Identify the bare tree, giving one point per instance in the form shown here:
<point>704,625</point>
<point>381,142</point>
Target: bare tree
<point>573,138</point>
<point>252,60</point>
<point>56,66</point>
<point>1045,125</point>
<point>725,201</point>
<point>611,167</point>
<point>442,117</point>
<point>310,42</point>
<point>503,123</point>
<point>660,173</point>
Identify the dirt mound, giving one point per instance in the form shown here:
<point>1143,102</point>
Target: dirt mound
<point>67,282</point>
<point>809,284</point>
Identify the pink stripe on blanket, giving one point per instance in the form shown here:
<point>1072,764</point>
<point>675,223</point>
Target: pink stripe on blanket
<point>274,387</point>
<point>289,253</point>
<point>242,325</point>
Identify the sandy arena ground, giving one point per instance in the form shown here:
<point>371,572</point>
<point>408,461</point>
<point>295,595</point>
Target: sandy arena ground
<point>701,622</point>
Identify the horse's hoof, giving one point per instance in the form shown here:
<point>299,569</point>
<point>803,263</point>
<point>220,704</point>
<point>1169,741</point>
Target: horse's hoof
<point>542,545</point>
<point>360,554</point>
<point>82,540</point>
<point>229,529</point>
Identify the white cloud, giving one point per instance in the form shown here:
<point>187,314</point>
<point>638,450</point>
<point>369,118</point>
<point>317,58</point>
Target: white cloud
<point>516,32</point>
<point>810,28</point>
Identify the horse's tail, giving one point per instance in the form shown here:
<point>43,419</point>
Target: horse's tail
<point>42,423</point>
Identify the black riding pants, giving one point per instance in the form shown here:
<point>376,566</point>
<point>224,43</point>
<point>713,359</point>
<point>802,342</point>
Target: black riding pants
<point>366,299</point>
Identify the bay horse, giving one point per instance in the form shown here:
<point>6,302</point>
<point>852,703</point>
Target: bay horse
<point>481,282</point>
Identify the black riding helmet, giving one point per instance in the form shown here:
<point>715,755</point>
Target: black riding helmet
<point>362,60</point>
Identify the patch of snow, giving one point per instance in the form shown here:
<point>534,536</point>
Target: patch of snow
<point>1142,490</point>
+ + + + +
▶ **THE PROBLEM**: Rewrite every line of the rows above as a numbered list, leaving out any blank lines.

▶ **RESULT OF THIS TASK**:
1. Identify the bare tree, giving one point per instance in the form shown here:
2. <point>704,625</point>
3. <point>381,142</point>
4. Target: bare tree
5. <point>573,138</point>
6. <point>252,60</point>
7. <point>56,66</point>
8. <point>1045,125</point>
9. <point>725,201</point>
10. <point>611,167</point>
11. <point>442,117</point>
12. <point>310,42</point>
13. <point>503,123</point>
14. <point>660,173</point>
15. Identify the dirt mound, giving one point per instance in the form shown here:
16. <point>1143,102</point>
17. Target: dirt mound
18. <point>67,282</point>
19. <point>809,284</point>
20. Identify the pink stripe on blanket, giving one point per instance in the form shown here:
21. <point>1072,764</point>
22. <point>675,223</point>
23. Target: pink stripe on blanket
24. <point>274,387</point>
25. <point>289,253</point>
26. <point>242,325</point>
27. Identify the sandy arena ground, giving one point per instance in the form shown here:
28. <point>371,572</point>
29. <point>408,461</point>
30. <point>295,595</point>
31. Target: sandy arena ground
32. <point>701,622</point>
33. Identify the horse's hoof, giving one point per instance in the form shown here:
34. <point>299,569</point>
35. <point>803,263</point>
36. <point>220,704</point>
37. <point>1169,741</point>
38. Target: horse's hoof
39. <point>542,545</point>
40. <point>360,554</point>
41. <point>82,540</point>
42. <point>229,529</point>
43. Identify the white cloud, giving one point per instance in the form shown here:
44. <point>187,314</point>
45. <point>638,450</point>
46. <point>369,118</point>
47. <point>317,58</point>
48. Target: white cloud
49. <point>516,32</point>
50. <point>810,28</point>
51. Identify the horse's tail, giving one point per instance in the form shown here:
52. <point>43,419</point>
53. Target: horse's tail
54. <point>42,423</point>
55. Identify the black riding pants, giving one point per instance in the form shown here:
56. <point>376,566</point>
57. <point>224,43</point>
58. <point>713,359</point>
59. <point>802,342</point>
60. Target: black riding pants
61. <point>366,299</point>
62. Identify the bay horse, giving one point per instance in the form shown here:
63. <point>6,302</point>
64. <point>852,703</point>
65. Target: bay horse
66. <point>481,282</point>
67. Identify the black riding helmet, giving one point per instance in the form shown here:
68. <point>715,755</point>
69. Target: black riding helmet
70. <point>362,60</point>
71. Identify the patch of snow, giving one point per instance in the form shown here:
72. <point>534,536</point>
73. Target: patch of snow
74. <point>1142,490</point>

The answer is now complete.